§ ENTRIES

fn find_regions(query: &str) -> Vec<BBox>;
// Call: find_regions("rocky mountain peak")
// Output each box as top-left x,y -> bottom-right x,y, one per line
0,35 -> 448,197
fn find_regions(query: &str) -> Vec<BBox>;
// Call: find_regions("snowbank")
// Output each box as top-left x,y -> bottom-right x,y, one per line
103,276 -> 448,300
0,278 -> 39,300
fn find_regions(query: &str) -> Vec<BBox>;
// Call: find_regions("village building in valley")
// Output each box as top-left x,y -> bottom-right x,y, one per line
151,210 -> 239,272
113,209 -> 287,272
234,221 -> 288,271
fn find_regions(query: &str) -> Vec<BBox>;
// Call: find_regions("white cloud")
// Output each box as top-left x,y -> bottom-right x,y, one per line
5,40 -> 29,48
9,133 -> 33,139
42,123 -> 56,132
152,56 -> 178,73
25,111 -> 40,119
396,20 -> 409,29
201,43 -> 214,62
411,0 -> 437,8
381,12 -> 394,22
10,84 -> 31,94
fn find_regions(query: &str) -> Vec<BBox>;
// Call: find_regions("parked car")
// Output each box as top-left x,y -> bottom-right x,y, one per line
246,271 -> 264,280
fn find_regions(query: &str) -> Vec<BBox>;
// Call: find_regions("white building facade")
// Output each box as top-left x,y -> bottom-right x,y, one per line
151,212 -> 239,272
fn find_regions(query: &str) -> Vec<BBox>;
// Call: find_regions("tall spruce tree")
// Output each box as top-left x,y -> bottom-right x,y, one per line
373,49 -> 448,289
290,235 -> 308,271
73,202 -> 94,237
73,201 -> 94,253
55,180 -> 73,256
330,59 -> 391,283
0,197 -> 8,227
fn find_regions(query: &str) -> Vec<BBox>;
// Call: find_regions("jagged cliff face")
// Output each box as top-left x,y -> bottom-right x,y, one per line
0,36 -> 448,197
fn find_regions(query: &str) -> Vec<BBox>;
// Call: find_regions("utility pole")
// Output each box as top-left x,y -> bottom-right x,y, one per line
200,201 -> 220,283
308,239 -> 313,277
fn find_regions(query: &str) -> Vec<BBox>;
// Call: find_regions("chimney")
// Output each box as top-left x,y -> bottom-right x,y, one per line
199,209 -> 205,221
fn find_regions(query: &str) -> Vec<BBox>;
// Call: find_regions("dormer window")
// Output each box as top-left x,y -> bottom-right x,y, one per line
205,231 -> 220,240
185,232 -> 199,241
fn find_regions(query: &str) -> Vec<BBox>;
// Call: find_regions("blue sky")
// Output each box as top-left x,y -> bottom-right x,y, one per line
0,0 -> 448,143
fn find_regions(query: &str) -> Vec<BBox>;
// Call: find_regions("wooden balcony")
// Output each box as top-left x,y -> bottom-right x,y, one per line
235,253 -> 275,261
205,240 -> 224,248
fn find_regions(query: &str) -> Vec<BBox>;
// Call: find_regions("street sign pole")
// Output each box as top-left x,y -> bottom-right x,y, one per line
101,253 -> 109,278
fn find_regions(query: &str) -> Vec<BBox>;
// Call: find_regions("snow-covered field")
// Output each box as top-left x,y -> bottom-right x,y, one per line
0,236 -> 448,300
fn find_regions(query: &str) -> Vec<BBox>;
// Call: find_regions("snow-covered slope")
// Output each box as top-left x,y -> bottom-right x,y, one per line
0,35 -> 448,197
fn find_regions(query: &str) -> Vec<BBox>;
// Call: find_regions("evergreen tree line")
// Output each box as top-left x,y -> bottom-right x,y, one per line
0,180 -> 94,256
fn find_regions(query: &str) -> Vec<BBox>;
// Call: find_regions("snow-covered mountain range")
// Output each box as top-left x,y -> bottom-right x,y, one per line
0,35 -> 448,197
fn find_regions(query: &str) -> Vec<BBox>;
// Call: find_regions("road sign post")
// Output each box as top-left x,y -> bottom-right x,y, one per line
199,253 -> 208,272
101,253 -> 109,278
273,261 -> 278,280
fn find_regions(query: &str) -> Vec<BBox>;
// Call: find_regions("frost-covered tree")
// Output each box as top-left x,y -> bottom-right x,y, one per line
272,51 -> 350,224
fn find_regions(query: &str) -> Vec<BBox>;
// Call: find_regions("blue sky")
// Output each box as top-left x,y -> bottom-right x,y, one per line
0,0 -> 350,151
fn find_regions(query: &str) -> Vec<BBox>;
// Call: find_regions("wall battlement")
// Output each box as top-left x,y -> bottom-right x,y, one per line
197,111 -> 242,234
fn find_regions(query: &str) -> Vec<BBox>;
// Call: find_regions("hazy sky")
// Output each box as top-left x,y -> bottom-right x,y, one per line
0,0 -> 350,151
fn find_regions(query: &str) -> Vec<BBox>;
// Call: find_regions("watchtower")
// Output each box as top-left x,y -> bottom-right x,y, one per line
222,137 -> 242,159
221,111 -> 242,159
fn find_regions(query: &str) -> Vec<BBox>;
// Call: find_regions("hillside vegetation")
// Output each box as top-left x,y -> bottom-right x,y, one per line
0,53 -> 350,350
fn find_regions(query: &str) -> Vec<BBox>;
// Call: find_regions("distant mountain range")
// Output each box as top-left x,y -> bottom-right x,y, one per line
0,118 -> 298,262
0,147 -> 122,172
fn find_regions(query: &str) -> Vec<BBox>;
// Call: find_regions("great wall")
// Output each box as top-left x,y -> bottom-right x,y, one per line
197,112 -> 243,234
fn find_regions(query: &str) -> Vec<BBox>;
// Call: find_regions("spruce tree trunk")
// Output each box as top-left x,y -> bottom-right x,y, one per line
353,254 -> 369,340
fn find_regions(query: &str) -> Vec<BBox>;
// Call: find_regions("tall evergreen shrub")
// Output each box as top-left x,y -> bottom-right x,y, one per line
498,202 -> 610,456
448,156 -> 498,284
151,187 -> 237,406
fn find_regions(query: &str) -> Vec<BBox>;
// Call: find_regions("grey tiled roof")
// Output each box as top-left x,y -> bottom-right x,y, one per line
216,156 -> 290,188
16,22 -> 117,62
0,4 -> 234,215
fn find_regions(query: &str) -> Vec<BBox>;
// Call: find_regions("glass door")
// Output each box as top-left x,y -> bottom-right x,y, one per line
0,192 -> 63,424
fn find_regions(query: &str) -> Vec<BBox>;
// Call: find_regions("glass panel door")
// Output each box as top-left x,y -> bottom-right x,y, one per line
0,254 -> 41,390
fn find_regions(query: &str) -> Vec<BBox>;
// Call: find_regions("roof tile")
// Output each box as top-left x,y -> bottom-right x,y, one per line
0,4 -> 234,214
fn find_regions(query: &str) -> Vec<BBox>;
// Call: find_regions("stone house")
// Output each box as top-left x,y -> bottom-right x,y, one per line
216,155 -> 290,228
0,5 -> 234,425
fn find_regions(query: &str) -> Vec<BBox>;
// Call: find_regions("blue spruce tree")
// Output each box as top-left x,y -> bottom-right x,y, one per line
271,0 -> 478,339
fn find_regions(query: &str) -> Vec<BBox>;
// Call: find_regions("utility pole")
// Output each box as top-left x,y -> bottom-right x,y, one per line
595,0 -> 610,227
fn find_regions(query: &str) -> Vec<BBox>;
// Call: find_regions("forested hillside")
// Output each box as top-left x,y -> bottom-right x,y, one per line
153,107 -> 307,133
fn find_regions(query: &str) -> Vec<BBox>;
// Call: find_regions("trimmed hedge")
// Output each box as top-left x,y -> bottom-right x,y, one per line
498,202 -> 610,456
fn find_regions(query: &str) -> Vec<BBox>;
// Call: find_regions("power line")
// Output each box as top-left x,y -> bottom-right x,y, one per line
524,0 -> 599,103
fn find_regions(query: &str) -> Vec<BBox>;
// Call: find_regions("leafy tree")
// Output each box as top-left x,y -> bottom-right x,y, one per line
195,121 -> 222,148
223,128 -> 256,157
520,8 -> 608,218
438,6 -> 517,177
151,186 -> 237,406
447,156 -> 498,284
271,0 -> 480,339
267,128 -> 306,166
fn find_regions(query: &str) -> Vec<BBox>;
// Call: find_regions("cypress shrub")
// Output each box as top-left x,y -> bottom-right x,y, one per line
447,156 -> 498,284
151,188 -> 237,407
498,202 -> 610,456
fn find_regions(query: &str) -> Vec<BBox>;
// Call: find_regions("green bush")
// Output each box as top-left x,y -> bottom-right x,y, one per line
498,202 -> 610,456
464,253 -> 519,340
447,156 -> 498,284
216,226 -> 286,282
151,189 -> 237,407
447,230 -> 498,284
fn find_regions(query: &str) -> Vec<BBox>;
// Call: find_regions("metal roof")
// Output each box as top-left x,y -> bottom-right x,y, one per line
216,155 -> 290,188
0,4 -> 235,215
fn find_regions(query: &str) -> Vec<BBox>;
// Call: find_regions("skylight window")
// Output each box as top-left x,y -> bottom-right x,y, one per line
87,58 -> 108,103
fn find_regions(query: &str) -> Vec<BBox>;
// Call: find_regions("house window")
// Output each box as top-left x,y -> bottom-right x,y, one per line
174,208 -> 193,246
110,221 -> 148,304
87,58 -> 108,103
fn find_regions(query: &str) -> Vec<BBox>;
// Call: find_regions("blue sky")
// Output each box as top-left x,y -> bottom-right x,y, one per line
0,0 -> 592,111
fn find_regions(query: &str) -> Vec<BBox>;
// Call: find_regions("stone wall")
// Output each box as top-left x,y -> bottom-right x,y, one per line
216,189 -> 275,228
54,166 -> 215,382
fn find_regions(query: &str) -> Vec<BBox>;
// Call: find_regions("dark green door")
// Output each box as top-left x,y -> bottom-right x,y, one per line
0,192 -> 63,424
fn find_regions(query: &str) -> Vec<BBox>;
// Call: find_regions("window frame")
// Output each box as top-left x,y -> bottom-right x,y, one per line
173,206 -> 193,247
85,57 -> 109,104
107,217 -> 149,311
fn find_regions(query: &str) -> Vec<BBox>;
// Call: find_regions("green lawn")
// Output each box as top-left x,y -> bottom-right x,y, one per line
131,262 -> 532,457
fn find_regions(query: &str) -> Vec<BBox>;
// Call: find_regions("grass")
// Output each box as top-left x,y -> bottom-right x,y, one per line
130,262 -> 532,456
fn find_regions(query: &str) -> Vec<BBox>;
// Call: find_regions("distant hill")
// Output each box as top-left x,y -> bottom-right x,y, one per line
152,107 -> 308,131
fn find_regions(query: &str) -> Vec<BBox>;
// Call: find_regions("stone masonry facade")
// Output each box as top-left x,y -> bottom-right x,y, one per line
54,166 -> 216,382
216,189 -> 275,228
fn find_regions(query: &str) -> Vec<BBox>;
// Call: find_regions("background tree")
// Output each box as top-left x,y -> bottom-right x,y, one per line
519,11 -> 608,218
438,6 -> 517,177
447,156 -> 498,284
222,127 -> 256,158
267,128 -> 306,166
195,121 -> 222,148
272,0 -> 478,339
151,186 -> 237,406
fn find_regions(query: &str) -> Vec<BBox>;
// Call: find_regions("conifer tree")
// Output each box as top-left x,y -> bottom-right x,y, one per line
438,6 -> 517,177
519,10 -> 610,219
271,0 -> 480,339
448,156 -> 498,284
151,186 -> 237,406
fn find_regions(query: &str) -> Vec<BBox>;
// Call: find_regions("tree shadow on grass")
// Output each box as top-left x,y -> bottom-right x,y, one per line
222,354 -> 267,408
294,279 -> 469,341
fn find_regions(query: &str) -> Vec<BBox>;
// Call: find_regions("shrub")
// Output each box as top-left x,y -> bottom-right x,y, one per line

--

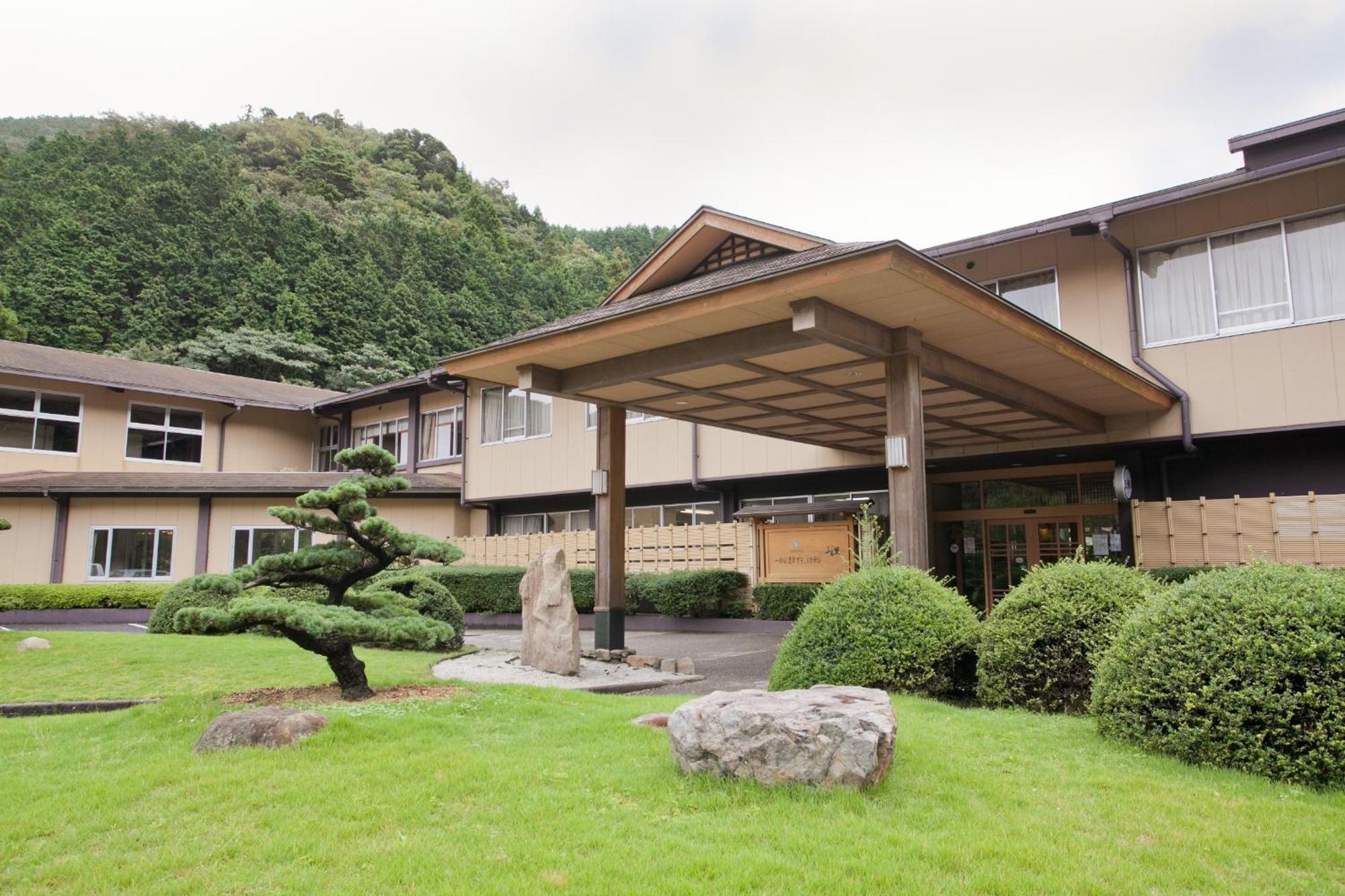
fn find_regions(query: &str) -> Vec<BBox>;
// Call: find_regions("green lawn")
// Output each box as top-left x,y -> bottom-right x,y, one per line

§ SHORT EXERCISE
Count the lines above that contain the word "tall". Reply with the number only.

§ ANSWER IN FULL
2